▸ STATED EXERCISE
Count the lines in the material below that contain the string "pine", treating uppercase and lowercase as different. Reply with only the number.

▸ EXERCISE MATERIALS
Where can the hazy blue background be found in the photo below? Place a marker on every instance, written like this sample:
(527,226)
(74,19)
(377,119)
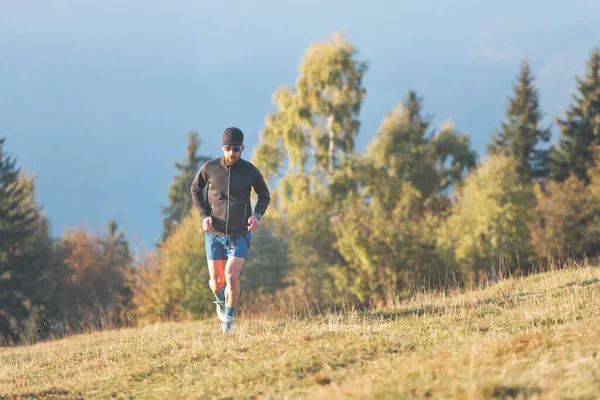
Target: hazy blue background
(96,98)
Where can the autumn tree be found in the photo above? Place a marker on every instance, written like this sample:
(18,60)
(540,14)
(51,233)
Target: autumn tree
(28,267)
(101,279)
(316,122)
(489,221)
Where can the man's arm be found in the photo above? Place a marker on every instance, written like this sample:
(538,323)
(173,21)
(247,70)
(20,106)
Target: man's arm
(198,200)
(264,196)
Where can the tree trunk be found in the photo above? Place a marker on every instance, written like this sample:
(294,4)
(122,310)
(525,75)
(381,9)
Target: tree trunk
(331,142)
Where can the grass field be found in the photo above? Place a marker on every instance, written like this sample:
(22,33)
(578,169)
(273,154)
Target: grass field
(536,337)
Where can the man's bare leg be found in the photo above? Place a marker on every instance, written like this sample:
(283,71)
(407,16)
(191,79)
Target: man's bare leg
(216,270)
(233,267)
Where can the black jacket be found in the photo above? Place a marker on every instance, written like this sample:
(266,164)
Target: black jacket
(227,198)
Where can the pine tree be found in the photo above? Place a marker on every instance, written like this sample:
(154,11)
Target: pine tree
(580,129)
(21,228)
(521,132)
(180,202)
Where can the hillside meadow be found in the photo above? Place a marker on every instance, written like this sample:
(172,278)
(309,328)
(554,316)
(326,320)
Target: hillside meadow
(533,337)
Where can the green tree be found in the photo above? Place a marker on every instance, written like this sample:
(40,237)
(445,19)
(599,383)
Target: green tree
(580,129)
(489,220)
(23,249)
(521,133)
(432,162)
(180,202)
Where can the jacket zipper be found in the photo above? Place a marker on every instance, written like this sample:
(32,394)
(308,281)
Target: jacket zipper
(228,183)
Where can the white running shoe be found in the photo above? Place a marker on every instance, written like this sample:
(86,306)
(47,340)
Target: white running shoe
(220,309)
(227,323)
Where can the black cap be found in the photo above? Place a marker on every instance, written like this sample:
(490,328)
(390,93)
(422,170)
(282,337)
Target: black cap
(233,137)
---
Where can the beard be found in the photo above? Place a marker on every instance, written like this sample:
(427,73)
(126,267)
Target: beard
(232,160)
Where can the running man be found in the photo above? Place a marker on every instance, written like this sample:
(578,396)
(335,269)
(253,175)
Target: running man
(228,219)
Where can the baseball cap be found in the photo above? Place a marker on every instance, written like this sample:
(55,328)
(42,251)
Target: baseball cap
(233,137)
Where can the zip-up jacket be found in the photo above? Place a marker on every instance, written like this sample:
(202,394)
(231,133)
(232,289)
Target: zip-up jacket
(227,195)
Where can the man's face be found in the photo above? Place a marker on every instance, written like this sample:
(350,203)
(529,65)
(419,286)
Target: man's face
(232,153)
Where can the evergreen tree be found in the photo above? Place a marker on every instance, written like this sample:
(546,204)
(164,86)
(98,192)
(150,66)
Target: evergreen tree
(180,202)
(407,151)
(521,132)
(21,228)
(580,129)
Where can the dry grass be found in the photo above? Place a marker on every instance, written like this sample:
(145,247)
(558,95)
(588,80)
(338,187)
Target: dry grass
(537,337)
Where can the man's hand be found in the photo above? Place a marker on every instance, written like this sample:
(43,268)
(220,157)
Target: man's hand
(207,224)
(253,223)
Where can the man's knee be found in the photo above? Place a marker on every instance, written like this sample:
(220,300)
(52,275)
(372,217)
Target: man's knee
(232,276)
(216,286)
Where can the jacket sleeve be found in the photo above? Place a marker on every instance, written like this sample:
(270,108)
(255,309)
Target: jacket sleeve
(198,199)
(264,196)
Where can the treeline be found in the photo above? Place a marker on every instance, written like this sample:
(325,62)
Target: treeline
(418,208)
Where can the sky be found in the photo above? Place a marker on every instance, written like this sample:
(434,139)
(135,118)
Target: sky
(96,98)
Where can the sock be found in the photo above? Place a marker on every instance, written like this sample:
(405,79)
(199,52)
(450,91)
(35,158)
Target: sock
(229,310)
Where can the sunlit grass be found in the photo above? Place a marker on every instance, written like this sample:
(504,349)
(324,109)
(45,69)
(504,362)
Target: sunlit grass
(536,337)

▸ FULL RESPONSE
2